- Text shown:
== Segment start ==
3.2 Deleting Duplicate Data
Blank or duplicate data in Excel can cause a lot of inconveniences to you. Whether you import data from a database, get it from a colleague, or collate it yourself, duplicate data can always creep in. And if the data you are working with is huge, then it can become really difficult to locate and remove these duplicates in data table. This lesson walks you through how you can trace duplicate and blank data in data table and manage them.
When you use the Remove Duplicates feature, the duplicate data will be permanently deleted. Before you delete the duplicates, it’s best practice to copy the original data to another worksheet so you don’t accidentally lose any information.
By the time you complete this lesson, you should be able to:
- Locate and highlight duplicate or blank data in an Excel table
- Locate and highlight duplicate data in a column
- Locate and highlight duplicate data in multiple columns
- Delete duplicate data
- Delete blank cells
Removing Duplicate Records from a Table
Duplicate data in Excel can assume many forms. They can be in a single column, multiple columns or an entire row. In this lesson, we consider two approaches that you can use to delete duplicate dara from your table.
== Segment end ==
(Stored data entries)
== Segment start ==
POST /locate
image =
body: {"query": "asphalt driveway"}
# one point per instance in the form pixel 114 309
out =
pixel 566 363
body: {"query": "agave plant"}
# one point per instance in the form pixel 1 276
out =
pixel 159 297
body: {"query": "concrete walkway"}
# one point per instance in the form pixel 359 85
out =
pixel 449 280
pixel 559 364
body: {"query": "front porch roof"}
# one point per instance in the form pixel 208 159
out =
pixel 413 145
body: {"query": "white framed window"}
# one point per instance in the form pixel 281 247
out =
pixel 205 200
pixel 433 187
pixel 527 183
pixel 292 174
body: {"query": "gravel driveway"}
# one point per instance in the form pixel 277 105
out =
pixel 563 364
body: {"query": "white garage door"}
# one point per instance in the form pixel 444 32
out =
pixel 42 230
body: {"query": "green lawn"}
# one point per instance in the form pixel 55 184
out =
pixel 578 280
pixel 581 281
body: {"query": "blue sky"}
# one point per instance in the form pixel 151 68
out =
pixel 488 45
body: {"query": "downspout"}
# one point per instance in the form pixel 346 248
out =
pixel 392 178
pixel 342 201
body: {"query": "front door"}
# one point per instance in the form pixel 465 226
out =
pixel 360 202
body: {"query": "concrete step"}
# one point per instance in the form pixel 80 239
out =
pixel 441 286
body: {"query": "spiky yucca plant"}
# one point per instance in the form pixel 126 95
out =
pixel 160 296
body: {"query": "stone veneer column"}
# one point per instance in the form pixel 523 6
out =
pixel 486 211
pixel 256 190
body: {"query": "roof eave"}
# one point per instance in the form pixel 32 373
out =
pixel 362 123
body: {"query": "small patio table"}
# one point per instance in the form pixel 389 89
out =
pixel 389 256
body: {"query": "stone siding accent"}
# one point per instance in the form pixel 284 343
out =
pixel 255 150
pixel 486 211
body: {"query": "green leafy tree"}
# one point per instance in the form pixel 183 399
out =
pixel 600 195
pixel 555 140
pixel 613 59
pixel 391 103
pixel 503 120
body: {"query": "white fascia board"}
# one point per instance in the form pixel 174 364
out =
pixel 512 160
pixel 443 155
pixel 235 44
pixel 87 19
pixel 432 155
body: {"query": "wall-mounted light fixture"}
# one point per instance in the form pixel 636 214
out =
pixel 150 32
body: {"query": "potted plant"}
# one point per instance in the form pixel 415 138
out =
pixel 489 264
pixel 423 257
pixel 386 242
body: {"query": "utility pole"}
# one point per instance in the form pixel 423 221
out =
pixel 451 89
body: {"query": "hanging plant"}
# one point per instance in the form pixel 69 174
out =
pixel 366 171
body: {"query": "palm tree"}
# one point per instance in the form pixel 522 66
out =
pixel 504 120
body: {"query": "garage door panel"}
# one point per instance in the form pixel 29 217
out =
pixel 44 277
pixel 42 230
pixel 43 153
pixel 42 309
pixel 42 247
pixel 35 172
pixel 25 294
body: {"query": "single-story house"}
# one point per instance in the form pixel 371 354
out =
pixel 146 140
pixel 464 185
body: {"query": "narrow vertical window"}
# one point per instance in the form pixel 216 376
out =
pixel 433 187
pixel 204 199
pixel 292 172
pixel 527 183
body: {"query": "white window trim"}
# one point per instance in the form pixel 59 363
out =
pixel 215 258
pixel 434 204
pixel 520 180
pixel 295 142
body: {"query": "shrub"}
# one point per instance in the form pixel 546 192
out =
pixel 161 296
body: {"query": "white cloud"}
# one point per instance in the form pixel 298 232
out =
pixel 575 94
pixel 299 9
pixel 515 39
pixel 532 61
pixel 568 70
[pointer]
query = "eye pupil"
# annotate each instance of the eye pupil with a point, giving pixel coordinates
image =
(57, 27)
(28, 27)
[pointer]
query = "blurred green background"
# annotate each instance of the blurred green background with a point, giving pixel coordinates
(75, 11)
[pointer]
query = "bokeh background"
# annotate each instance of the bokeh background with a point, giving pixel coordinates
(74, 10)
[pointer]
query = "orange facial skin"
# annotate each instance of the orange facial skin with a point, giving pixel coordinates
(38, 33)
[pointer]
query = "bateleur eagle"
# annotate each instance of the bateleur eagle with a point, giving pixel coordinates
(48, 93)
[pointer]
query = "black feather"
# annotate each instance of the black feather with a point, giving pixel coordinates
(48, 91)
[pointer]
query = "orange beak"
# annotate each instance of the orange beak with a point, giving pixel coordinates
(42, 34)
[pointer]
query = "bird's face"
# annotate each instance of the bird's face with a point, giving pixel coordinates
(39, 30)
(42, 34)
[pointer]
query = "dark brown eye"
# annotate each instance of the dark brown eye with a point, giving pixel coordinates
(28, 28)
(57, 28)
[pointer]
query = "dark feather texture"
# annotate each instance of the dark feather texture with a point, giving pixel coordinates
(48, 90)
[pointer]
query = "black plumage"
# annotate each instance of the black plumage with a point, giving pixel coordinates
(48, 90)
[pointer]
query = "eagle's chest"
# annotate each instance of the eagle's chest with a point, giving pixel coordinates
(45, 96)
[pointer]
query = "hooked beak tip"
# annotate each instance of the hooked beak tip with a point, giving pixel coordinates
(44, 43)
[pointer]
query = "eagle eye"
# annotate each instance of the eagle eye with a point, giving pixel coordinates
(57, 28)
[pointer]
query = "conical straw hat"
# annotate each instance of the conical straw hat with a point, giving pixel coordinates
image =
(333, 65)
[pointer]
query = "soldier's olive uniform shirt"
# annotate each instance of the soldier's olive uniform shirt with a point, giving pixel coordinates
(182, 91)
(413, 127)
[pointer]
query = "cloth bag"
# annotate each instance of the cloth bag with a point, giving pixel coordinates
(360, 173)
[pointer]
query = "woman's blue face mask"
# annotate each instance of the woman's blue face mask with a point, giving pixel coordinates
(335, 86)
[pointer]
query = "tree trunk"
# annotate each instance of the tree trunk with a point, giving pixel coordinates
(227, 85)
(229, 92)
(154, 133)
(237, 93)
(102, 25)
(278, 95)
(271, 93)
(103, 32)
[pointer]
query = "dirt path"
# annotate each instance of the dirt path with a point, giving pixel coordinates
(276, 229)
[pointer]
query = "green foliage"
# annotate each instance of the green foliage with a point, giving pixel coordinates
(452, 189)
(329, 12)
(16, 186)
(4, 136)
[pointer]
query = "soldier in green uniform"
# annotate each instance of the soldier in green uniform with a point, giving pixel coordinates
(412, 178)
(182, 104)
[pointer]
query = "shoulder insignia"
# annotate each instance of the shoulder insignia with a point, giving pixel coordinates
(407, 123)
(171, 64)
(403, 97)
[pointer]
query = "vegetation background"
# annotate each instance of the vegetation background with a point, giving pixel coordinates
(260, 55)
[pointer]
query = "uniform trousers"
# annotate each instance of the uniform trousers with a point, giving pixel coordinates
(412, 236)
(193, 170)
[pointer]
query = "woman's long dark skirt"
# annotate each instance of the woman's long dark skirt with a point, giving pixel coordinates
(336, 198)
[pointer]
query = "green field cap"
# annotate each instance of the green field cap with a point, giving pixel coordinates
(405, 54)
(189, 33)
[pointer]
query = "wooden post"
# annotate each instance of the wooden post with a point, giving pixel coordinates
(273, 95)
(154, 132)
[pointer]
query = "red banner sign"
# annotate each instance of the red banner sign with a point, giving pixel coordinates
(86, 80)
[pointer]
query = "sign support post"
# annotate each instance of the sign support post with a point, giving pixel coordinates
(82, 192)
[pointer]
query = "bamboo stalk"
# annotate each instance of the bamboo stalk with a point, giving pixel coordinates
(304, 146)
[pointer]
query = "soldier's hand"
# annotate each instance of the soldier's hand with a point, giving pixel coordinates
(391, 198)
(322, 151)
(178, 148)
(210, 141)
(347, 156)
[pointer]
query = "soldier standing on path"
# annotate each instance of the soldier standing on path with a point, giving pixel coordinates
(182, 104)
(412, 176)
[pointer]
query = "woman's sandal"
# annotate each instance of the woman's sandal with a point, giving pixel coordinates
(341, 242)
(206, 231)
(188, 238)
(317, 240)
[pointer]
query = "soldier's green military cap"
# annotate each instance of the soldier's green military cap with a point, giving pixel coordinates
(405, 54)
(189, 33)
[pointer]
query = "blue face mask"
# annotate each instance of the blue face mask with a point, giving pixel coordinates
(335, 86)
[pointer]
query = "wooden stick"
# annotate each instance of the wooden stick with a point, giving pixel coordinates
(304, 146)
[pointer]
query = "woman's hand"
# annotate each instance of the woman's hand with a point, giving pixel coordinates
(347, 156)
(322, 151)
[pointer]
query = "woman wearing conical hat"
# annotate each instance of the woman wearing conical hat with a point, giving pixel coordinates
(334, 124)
== Segment end ==
== Segment start ==
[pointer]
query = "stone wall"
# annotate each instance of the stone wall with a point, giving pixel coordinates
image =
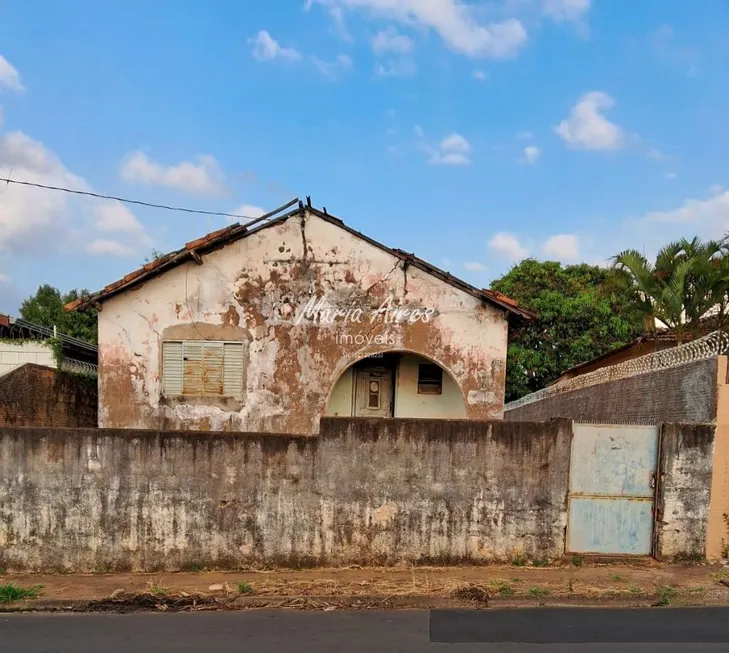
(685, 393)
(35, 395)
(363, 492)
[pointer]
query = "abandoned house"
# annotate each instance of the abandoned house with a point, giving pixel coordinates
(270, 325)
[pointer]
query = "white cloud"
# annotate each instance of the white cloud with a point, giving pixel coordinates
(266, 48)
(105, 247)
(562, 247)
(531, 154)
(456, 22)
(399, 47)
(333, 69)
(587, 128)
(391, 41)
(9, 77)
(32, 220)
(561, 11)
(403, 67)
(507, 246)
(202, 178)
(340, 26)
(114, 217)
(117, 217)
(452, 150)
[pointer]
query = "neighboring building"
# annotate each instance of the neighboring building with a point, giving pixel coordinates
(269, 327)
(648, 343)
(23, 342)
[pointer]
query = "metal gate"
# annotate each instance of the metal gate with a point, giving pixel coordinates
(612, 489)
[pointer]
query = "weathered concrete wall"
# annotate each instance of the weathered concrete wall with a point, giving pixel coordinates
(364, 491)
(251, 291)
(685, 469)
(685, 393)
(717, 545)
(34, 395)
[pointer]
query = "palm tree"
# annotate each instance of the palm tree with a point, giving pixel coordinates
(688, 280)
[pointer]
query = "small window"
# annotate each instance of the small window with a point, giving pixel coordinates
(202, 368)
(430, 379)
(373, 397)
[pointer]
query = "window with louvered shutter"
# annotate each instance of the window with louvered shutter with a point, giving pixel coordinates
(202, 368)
== Segment end ==
== Segment start ==
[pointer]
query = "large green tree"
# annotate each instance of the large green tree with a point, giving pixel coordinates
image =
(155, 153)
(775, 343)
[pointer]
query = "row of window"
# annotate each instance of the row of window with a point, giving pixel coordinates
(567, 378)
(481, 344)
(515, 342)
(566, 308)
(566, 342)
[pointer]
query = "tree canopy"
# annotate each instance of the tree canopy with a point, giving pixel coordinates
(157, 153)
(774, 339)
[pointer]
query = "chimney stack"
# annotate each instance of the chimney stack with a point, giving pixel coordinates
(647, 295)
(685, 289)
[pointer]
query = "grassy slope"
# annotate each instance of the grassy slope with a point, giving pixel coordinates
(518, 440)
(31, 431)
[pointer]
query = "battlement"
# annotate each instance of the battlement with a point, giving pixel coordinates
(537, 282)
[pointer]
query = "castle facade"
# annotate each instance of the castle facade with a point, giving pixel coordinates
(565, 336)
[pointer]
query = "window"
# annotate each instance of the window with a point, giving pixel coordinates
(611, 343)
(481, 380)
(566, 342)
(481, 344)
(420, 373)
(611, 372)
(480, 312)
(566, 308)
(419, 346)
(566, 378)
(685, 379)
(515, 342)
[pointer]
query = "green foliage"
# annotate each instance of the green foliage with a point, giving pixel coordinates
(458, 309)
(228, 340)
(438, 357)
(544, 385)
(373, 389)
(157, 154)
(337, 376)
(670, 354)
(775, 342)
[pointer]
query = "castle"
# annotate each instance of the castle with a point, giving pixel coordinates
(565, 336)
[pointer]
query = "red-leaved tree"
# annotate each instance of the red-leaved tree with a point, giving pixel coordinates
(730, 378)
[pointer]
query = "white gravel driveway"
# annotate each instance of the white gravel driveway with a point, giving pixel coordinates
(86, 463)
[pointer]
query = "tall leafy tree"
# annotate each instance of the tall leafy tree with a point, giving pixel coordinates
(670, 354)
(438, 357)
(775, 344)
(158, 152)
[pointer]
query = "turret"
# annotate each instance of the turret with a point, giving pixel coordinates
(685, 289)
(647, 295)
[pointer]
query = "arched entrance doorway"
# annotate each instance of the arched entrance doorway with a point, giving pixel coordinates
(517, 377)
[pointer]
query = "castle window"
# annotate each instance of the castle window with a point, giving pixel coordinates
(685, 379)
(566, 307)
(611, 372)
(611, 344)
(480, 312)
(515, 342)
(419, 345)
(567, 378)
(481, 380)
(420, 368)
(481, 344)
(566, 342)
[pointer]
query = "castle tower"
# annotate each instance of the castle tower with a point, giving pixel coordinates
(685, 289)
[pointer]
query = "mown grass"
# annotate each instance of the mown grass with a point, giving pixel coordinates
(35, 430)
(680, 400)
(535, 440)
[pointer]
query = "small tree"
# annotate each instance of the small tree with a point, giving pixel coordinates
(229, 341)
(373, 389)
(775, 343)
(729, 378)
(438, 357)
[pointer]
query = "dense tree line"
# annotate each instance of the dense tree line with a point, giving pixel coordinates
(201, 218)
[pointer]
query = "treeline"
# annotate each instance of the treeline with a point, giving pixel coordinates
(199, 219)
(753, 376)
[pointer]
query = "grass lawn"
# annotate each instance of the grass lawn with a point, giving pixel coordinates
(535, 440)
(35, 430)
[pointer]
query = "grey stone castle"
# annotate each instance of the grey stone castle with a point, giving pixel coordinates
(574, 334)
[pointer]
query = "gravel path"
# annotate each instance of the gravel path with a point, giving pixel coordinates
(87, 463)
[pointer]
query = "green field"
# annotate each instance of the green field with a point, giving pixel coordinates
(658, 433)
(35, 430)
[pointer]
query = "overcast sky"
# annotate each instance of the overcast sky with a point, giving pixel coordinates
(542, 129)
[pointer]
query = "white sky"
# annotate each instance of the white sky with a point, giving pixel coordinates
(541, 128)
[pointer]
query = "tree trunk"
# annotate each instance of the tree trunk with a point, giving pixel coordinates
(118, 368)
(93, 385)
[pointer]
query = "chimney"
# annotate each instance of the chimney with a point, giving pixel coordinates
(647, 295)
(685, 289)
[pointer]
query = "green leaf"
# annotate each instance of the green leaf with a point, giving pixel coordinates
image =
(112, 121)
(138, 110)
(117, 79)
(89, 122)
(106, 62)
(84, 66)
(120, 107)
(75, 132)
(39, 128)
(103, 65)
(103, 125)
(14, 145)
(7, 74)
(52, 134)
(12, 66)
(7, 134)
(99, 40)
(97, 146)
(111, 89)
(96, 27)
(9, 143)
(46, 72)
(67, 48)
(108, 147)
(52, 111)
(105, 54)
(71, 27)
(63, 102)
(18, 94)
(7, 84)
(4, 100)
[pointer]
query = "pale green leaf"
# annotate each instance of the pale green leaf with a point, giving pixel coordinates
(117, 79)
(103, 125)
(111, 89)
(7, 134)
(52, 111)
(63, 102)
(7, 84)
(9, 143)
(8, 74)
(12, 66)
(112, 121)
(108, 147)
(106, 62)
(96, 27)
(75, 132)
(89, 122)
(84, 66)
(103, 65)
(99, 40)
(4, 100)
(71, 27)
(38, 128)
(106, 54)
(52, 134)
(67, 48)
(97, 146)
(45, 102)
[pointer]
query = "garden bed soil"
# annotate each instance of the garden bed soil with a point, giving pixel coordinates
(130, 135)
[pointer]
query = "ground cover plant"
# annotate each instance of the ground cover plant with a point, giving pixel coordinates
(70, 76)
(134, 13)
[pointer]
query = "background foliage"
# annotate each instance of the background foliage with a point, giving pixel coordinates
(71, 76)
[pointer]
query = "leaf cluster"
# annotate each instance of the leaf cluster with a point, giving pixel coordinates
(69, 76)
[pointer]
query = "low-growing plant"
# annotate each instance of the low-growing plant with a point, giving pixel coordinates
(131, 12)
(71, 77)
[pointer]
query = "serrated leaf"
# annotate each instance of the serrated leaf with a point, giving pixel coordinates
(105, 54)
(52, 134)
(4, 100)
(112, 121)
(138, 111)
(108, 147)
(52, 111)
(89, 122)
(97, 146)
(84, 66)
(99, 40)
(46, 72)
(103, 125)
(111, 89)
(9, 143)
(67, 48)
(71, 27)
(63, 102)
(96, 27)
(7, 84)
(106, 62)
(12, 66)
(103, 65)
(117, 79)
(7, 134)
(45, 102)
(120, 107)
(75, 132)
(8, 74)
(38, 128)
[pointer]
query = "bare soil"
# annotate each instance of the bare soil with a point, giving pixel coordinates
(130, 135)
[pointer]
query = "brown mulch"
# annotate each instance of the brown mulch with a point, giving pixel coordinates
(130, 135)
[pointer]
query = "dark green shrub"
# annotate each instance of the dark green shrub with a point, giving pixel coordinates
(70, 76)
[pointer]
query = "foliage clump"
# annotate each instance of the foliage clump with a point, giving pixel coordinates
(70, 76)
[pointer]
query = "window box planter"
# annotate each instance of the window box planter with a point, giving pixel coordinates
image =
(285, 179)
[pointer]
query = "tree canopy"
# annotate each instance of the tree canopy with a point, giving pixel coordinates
== Segment end ==
- Exercise requirements:
Answer these about the Excel lesson on duplicate data:
1. What happens to duplicate data when the Remove Duplicates feature is used?
2. What should be done with the original data before duplicates are deleted?
3. In what forms can duplicate data appear?

- Task output:
1. It is permanently deleted.
2. It should be copied to another worksheet.
3. In a single column, in multiple columns, or as an entire row.